Supplied text:

________________________________________

It’s no secret that most toddlers love Macaroni and Cheese. It’s like how moms love (need?) coffee and dads love golf. These are simply facts of life–at least in our household. When my son was a baby I was determined to feed him a varied diet. Because I love to cook and we all love to eat, I wanted him to enjoy whatever was on the menu alongside us. Truth be told, I’m also lazy and didn’t want to be cooking separate meals for each family member.
“True story: my mom still makes separate dishes when we all get together as a family. My brother won’t eat tomatoes unless they’re ketchup and visible onions might as well be poison.”
Right from the beginning I would feed my son whatever we ate, making little to no changes. I’d puree things if I had to, but that was about the extent of it. He was regularly eating spices and chilies by the time he was 8 months old and rarely would he object.
Before you start to think I’m bragging about my toddler’s advanced and refined palate (HAHA), let me assure you he’s no different than any other toddler. He may have started out eating whatever I offered without protesting but once he realized he had choices–my mini epicurean went on sabbatical. A macaroni and cheese, fish stick and frozen waffle sabbatical, to be specific.
I’m no Macaroni and Cheese connoisseur, but this is how my Grandma made the dish for my cousins and I when we were little and therefore I declare it’s the best Macaroni and Cheese I’ve ever eaten. In fact, it’s really the only way I like my macaroni and cheese, although some people like a good baked version, which we wrote about last winter.
This recipe for Stove-top Macaroni and Cheese is sure to make your toddler happy. I know mine gets pretty excited when he sees it on his dinner plate. I love that it’s an easy recipe and can be made in one pot, too–which means less dishes and more happiness!

________________________________________

Dataset records:
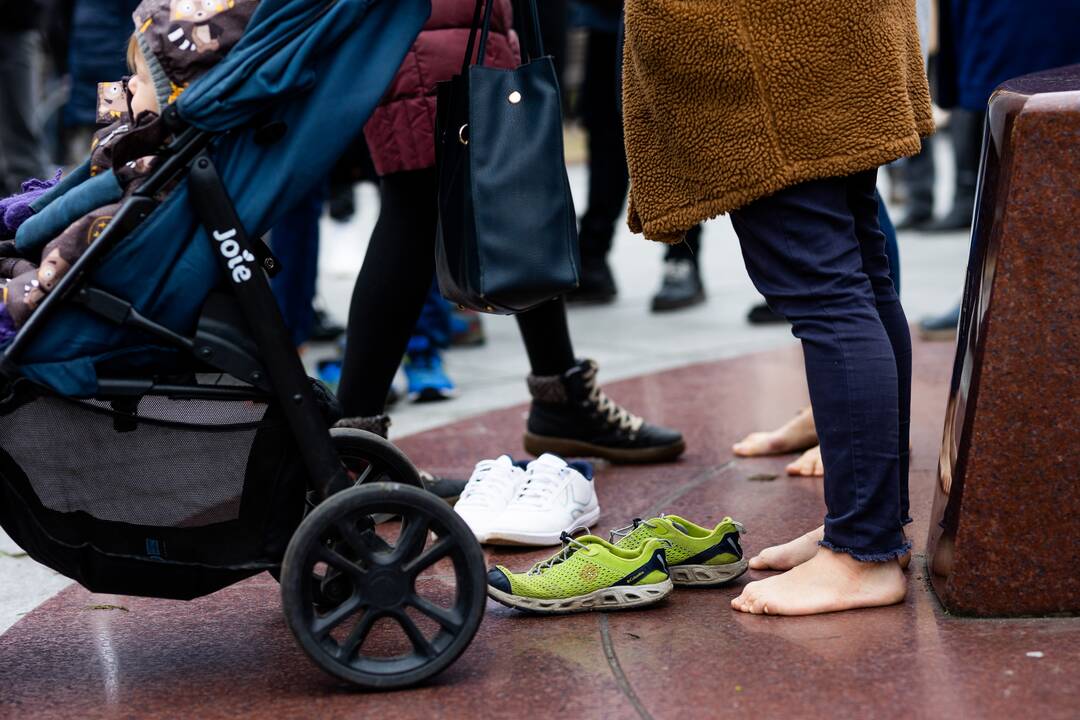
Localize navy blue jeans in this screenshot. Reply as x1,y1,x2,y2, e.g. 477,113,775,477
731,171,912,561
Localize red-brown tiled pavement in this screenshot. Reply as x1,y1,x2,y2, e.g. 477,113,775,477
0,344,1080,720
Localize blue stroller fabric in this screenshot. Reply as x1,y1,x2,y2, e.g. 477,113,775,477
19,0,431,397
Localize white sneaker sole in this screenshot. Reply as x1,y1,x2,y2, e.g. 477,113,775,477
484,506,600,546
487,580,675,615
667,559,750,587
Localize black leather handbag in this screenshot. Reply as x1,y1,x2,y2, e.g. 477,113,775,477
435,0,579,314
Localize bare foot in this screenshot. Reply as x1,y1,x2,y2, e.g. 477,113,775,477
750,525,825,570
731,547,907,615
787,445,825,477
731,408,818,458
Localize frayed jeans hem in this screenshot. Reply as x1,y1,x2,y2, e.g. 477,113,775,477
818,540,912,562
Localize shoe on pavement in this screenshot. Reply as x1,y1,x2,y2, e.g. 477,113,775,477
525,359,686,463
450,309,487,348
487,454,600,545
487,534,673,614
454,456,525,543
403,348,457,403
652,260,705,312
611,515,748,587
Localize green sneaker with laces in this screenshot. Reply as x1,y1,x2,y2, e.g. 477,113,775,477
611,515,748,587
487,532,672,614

________________________________________

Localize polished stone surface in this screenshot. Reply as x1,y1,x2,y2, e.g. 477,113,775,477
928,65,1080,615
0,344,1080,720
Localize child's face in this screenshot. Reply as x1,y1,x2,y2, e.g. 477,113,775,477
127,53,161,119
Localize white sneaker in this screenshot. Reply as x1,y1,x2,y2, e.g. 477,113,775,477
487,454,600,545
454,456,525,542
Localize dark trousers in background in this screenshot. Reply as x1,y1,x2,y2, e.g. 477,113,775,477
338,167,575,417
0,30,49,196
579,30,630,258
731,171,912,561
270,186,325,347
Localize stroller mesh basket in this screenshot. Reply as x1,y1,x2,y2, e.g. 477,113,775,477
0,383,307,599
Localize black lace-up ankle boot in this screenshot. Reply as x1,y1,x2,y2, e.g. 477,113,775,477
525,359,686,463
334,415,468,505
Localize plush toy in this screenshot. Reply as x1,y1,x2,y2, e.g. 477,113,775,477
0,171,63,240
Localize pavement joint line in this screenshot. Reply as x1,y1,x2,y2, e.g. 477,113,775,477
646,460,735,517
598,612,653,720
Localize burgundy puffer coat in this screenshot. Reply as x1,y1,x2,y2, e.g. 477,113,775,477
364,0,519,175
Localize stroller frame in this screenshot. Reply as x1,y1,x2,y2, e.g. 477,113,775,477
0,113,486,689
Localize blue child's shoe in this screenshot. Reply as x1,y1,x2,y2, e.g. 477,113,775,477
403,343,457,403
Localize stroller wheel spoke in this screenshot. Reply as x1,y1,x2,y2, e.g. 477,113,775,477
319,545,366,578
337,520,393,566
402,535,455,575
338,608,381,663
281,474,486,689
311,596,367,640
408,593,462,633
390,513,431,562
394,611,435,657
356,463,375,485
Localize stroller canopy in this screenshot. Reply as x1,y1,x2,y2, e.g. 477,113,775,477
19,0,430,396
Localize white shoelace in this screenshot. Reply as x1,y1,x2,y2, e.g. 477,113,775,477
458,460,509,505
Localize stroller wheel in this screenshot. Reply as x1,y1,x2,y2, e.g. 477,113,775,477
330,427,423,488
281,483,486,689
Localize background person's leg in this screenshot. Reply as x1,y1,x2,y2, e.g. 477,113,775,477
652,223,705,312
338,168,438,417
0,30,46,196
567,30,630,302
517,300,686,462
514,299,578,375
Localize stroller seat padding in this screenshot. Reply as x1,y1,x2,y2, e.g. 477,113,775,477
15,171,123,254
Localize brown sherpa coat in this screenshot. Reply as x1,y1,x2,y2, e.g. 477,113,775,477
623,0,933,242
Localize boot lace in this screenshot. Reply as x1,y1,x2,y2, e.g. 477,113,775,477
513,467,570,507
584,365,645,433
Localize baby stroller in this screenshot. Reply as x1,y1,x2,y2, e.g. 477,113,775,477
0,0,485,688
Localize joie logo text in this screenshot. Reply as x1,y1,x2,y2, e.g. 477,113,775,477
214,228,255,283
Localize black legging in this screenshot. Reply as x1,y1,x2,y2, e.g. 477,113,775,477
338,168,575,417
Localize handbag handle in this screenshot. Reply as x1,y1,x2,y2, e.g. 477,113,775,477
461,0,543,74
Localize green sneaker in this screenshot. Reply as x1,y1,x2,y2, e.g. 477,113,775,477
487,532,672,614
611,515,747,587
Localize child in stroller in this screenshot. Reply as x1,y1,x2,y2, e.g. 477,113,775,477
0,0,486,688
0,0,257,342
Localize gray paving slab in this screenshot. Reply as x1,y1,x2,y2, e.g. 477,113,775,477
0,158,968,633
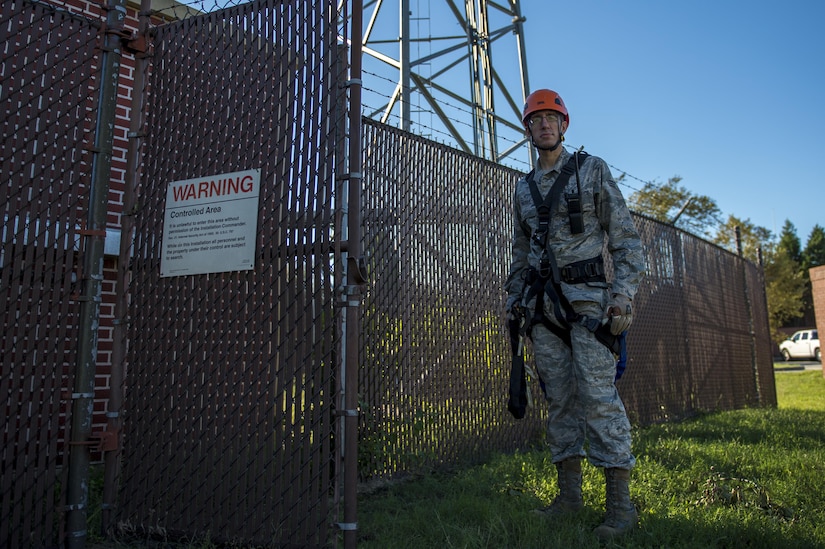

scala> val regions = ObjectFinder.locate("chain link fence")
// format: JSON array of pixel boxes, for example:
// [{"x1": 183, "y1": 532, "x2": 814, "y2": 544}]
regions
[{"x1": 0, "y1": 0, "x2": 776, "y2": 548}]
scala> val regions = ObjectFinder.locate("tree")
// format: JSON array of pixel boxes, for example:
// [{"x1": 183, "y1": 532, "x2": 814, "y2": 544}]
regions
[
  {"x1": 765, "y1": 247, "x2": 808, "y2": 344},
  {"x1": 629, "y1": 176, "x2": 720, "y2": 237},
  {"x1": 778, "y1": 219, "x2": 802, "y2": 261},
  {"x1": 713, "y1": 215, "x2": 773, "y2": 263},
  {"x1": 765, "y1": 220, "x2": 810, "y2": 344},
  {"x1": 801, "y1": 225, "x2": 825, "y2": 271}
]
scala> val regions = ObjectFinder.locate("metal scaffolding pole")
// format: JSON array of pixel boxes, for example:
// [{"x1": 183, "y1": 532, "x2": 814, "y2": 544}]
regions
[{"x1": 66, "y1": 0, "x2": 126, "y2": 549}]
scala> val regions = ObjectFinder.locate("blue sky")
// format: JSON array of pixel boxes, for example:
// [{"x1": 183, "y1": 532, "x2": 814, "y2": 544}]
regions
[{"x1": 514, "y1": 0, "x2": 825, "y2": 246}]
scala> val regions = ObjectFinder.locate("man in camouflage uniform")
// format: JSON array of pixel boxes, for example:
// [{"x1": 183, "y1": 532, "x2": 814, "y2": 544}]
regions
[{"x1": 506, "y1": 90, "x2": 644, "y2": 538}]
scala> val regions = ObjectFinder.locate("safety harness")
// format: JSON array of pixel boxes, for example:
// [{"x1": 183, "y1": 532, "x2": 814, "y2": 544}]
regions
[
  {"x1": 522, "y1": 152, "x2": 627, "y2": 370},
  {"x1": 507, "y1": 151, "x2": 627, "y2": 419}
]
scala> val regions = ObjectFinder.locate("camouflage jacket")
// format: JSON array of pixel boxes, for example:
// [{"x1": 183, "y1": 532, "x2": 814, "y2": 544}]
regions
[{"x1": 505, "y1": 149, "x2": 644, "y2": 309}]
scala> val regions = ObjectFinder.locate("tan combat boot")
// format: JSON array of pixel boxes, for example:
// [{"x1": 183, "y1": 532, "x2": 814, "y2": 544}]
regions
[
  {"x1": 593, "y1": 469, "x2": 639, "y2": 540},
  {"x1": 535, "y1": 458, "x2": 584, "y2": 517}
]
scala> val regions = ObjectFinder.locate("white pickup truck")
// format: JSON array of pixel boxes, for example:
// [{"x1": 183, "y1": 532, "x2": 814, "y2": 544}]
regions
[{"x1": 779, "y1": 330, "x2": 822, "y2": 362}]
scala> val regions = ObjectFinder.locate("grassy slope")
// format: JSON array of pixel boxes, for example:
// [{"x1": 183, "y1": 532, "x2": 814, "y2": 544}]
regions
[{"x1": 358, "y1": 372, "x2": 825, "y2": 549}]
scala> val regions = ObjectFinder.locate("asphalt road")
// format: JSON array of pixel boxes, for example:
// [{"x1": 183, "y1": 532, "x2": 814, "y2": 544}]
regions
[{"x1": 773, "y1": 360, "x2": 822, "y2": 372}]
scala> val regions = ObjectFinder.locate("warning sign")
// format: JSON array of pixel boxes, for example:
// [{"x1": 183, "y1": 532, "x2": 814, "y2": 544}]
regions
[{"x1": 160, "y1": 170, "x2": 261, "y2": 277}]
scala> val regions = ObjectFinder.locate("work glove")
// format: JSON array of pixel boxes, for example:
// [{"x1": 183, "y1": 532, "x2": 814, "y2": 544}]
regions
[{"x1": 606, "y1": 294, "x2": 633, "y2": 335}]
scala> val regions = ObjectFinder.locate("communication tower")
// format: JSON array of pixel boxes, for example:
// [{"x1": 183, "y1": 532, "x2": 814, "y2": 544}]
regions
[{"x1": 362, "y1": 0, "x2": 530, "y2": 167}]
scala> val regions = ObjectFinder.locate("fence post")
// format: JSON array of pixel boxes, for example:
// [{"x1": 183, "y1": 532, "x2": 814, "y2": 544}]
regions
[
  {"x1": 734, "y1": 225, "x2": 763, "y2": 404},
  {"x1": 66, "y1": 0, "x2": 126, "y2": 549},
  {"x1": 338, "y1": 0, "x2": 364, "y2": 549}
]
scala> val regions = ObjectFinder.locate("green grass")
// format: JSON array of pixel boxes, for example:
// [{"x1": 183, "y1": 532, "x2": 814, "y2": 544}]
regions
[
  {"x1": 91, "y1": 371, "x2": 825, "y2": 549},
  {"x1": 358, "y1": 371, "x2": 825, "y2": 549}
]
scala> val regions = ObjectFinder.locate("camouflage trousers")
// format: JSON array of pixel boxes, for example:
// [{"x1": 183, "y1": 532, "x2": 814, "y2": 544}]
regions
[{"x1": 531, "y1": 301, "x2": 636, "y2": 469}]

________________________________________

Problem set:
1. According to the macaroni and cheese post, by what age was the author's son regularly eating spices and chilies?
2. Write the next part of the macaroni and cheese post, picking up after its final paragraph.

Answers to each task:
1. By 8 months old.

2.
As an added bonus, this simple recipe is completely adaptable to your toddler’s tastes. Do they have a favorite veggie? Chop some up and toss it in the pot. Are you looking for a way to use leftover rotisserie chicken? Shred a bit and stir some in!
My son loves vegetables (knock-on-wood) so I usually stir in a handful of frozen peas, corn and carrots. I also sometimes add a can of tuna for a bit of extra protein. Cut up hot-dogs or crumbled bacon strips are usually toddler approved, too. Get as creative as your little foodie will allow!
- Macaroni Noodles- 1 cup, uncooked
- Butter- 1 tbsp.
- American Cheese Slices- 4 or 5, depending on how cheesy you like it*
- Milk- 1/2 to 1 cup, depending on how saucy you like it*
- Salt- as needed
- Pepper- as needed
- Cook the noodles on the stovetop according to the package directions. Strain and set aside.
- In the same pot you used to cook the noodles, toss in the butter and the milk. Cook on medium flame until the butter is nearly melted.
- Tear the pieces of cheese into quarters and add to the pot. Stir continuously.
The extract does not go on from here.